• [WHAT THIS TASK INVOLVES]:
Only the lines running from the line with "Phrase: fence" to the end of the records below belong in the answer, each copied exactly.

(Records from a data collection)
= Beginning of Section =

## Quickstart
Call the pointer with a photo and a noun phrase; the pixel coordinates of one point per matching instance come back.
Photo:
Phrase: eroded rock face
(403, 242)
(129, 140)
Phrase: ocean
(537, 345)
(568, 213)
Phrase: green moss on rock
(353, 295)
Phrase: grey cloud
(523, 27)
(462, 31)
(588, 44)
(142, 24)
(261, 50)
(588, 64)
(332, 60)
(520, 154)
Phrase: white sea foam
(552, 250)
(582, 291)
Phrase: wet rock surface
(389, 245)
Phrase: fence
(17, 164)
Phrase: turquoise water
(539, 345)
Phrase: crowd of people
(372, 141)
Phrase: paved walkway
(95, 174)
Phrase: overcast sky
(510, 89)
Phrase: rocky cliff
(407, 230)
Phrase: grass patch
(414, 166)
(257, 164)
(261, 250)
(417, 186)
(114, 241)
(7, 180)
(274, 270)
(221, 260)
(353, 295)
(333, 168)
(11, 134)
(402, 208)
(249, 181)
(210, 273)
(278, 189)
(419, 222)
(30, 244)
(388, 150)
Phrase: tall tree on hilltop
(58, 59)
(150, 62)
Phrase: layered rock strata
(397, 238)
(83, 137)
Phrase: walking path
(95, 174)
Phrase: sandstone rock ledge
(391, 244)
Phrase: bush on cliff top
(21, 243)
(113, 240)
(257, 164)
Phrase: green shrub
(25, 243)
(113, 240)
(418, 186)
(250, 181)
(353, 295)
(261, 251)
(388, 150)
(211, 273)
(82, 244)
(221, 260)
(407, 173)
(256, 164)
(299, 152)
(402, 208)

= End of Section =

• [RESPONSE FOR THIS EXERCISE]:
Phrase: fence
(17, 164)
Phrase: turquoise water
(539, 345)
Phrase: crowd of people
(372, 141)
Phrase: paved walkway
(95, 174)
Phrase: overcast sky
(510, 89)
Phrase: rocky cliff
(407, 230)
Phrase: grass patch
(414, 166)
(257, 164)
(261, 250)
(417, 186)
(114, 241)
(7, 180)
(274, 270)
(221, 260)
(353, 295)
(333, 168)
(11, 134)
(402, 208)
(249, 181)
(210, 273)
(278, 189)
(419, 222)
(30, 244)
(388, 150)
Phrase: tall tree on hilltop
(58, 59)
(150, 62)
Phrase: layered rock strata
(397, 238)
(83, 137)
Phrase: walking path
(95, 174)
Phrase: sandstone rock ledge
(391, 244)
Phrase: bush on cliff top
(21, 243)
(113, 240)
(257, 164)
Phrase: green shrub
(25, 243)
(113, 240)
(418, 186)
(250, 181)
(353, 295)
(261, 251)
(388, 150)
(211, 273)
(82, 244)
(221, 260)
(407, 173)
(256, 164)
(299, 152)
(402, 208)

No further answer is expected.